Task goal:
Search the data for the string "more" and extract every line where it appears.

□ □ □ □

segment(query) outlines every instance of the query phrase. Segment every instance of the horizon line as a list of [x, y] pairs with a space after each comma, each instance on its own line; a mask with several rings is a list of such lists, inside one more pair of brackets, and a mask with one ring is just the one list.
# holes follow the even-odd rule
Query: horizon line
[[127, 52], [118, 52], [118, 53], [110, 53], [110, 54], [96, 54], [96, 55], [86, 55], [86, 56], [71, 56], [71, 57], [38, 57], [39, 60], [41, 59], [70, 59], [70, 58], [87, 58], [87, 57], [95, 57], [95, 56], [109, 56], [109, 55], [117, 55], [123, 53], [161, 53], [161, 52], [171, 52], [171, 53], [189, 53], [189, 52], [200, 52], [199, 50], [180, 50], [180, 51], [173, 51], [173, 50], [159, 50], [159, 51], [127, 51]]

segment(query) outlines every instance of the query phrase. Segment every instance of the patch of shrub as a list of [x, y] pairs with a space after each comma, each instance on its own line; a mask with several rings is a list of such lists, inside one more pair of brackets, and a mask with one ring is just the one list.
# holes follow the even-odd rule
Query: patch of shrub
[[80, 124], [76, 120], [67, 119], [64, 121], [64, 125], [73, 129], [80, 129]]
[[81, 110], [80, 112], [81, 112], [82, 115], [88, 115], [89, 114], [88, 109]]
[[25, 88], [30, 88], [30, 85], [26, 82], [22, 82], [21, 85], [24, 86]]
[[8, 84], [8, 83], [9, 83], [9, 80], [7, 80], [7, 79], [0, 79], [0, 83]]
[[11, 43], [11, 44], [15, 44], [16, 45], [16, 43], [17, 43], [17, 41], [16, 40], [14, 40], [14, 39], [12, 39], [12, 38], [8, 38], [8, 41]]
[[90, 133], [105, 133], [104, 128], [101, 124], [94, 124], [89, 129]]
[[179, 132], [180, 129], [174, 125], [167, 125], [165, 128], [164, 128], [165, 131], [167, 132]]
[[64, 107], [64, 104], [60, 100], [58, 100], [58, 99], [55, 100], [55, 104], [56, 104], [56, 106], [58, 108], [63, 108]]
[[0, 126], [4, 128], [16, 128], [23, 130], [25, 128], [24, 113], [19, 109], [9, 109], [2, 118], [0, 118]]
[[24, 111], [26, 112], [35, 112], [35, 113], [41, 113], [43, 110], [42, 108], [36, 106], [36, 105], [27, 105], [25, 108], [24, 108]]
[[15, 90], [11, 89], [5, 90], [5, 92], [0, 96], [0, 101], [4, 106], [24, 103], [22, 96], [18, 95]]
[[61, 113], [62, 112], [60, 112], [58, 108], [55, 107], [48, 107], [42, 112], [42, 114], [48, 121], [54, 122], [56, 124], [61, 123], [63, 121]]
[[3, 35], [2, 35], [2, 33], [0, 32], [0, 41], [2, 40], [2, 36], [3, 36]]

□ □ □ □

Solution below:
segment(query) outlines every instance of the query phrase. Segment every instance of the horizon line as a list of [x, y] pairs with a space after each comma, each instance on its own line; a mask with several rings is a list of such lists, inside one more pair of brackets, and a mask with one ring is just the one list.
segment(query) outlines every instance of the query phrase. Segment every instance of the patch of shrub as a list of [x, y] pairs with a space after each comma, each instance on its own line; a mask with several rings is a list of such lists, inside one more pair of brackets, and a mask with one ring is just the one list.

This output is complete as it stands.